*EXERCISES TO COMPLETE:*
1 - The article on rape culture in schools asks whose boys are doing a series of actions. List every action named there.
2 - In the article on rape culture in schools, why is counselling for a young person awaiting trial described as "not without complication"?
3 - Write the next part of the article on rape culture in schools, picking up after its final sentence.

'I wish I could say rape culture didn't exist. I can't'

Any one of the posts on Everyone's Invited could have been written by my female friends, students or colleagues, says Sarah Ledger

Sarah Ledger

Teenage girl, slumped against a wall in despair

The brutal oxymoron “rape culture” is front-page news again. This time, the focus is on schools and education, prompted by the website Everyone’s Invited

It’s a forum for testimonies about sexual assault, rape and the response – or lack of – to those incidents from educational institutions. The posts are anonymous and individual alleged perpetrators are not named, although schools and colleges are. To date, more than 13,000 statements have been posted. 

I braced myself to read as many as I could. What I came away with is not shock or even anger, but immense sadness at how depressingly familiar these stories are.

Any one of these posts could have been written by any one of my female friends, relatives, students or colleagues who’ve shared their experience of sexual assault. My own story is there – recounted by another woman from another place at another time. Yours probably is, too. 

There are posts from men on Everyone’s Invited but the overwhelming majority are from young women, writing about the pain they’ve endured at the hands of men and the silence they’ve encountered from those from whom they sought help.

Everyone's Invited: Rape culture isn't just about rape

I wish I could say rape culture doesn’t exist, that it’s blown out of proportion, that our boys would never…that our girls wouldn’t stand for it…that, yes, it used to be the case, but in 2021, it’s better. 

But I can't. None of these wistful statements bears scrutiny. For a start, precisely what proportion of sexual assault is acceptable?

Rape culture isn’t just about rape, it’s about the normalisation of unwanted sexual attention – putting one human’s gratification above another human’s safety and wellbeing.

If these aren’t our boys doing the cat-calling, groping, threatening, drugging, choking, forcing, then whose boys are they? As for the girls “standing for it”, what bloody choice do they have?

I’m not going to go into detail about the rapes and assaults that have come to the attention of my pastoral teams over the years.

What I will say is that the vast majority have been incidents that have taken place outside school, perpetrated by men who are not part of our school community. All are passed on to the police, but only a tiny handful end up in court, let alone in a conviction. 

As schools are often the first point of contact for wider social issues, we rely on external agencies for support. I’m always amused when, on soaps or TV dramas, a 999 call prompts blue lights, a screech of brakes and two uniformed coppers and a DI hammering on the door. 

Pretty much what happens when a child is raped, you’d think? Well, no. It takes ages. Specialist officers have to be on duty; video suites have to be booked. And, if charges are pressed, the path from arrest to trial is glacial. 

It can take the whole of Key Stage 4 for a case to come to court – a significant proportion of a young person’s life. That’s 312 maths lessons where she can’t concentrate. Counselling is not without complication, as the defence team may be able to request access to her notes. 

If a conviction is obtained, the sentence can be reduced because the defendant has waited so long for the trial. Meanwhile, the victim – and I don’t use that word lightly – has run away from home twice, self-harmed, failed her GCSEs and can’t face going to college.

The police and the legal system are underfunded and underresourced; schools and pastoral teams who want to support are paralysed. I start to wonder why anyone bothers to report rape at all.

Pointing records
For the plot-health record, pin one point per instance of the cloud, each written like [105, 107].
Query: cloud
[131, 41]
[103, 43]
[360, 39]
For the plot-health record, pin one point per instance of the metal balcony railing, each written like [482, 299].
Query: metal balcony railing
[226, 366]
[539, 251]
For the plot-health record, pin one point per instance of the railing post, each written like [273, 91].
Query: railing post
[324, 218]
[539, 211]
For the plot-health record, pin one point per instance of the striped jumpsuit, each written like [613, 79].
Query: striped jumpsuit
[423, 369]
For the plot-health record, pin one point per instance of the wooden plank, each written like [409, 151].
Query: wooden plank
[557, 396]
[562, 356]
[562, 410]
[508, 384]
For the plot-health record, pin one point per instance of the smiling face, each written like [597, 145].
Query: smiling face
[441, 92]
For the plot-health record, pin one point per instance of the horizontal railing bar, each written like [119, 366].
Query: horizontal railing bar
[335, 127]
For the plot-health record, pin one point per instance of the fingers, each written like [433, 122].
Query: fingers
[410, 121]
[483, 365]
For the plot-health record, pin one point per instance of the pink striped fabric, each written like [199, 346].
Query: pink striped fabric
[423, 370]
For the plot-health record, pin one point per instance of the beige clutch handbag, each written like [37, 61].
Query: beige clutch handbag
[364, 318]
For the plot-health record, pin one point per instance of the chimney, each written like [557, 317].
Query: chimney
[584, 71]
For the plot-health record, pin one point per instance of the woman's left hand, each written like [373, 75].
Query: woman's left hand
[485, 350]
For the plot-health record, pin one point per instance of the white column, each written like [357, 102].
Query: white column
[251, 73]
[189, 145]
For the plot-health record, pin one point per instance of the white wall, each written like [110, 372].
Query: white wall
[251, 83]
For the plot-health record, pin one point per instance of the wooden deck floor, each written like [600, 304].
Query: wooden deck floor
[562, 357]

*TASK RESPONSES:*
1 - cat-calling, groping, threatening, drugging, choking, forcing

2 - Counselling is complicated because the defence team may be able to request access to her counselling notes.

3 -
'What did you do to provoke him?'

I tell myself, in some ways, we’ve moved on. In 1980, I studied An Inspector Calls at O level. The villain back then was the cold-hearted matriarch, Mrs Birling. Eric and Gerald and their casual exploitation of Eva was accepted as fairly standard male behaviour. 

In 2021 (and let’s leave aside the stagnation of the English literature GCSE curriculum for another column), Eric’s admission that “I was in that state when a chap easily turns nasty” is met with a gasp of recognition and “Oh, my God, Miss, did he rape her?”

Meanwhile, Gerald’s “I insisted” is quickly identified as the hallmark of a practised predator. Our kids have a better understanding of consent than we – or JB Priestley – ever did.

If underreported sexual assault is an iceberg now, it was a submerged kingdom in the 1970s and 1980s. Girls who objected to being touched up or coerced ran the gamut of contradictory sexual slurs: “slag” or “frigid” or “lezzer”. 

I remember an older lad bragging about having sex with a 12-year-old, and thinking, “That can’t be right,” but all of us shunning her in the corridors.

I remember another girl being slapped in the face by a member of staff for reporting a sexual assault by a group of boys. 

I remember stammering out a frightening encounter to a trusted older woman who asked, “What did you do to provoke him?” I faltered into shamed silence and wondered for years what I should have done differently. 

Boys – we were told, and they were, too – had urges. It became more complicated if it was a boy you liked. The girl’s job was to keep it decent, not to inflame even though looking attractive was part of the deal. 

There was no suggestion that girls had urges too. The expectation for the average female teenager was to control not one, but two youthful libidos. In a darkened room with a drop of cider, it was like trying to keep two lively lurchers walking to heel in a field of rabbits. 

Mind you, the same uncontrollable lads, we were also told, were fragile. “If a boy asks you to dance” – yes, I am that old – “you mustn’t say no, even if you don’t want to, because it might embarrass him.” 

I found it odd that some of these shrinking violets had not the slightest embarrassment about bellowing “Melons!” over a crowded dinner hall or trying to grab a handful of soft flesh any time they passed in the corridor. 

At the time, there was little language to protest; boys, after all, will be boys. It was horrible, upsetting and degrading, but we thought we were supposed to put up with it.

The shame of the choices we later regret

As I blithely type away, wallowing in my “kids today don’t know they’re born” self-pity, my persistent worry is that life might not have changed very much.

If our young people are being heard, then why would 13,000 resort to posting their pain on an anonymous website? 

I hope we have better clarity about consent and boundaries. We certainly have better safeguarding and recording procedures. But we also have the added complication of omnipresent online porn. 

And then there’s the curse of sexting. In schools we only know about the ones who end up weeping in our offices; I suspect there are many, many more who take pictures, which are then circulated, with or without permission. 

Of course, they shouldn’t be doing it – girls and boys – but they do. Brisk judgement from the comfort of adult wisdom doesn’t help.

Part of the complexity of reporting sexual abuse is the shame of making choices we later come to regret, and the fear (see above) of being blamed.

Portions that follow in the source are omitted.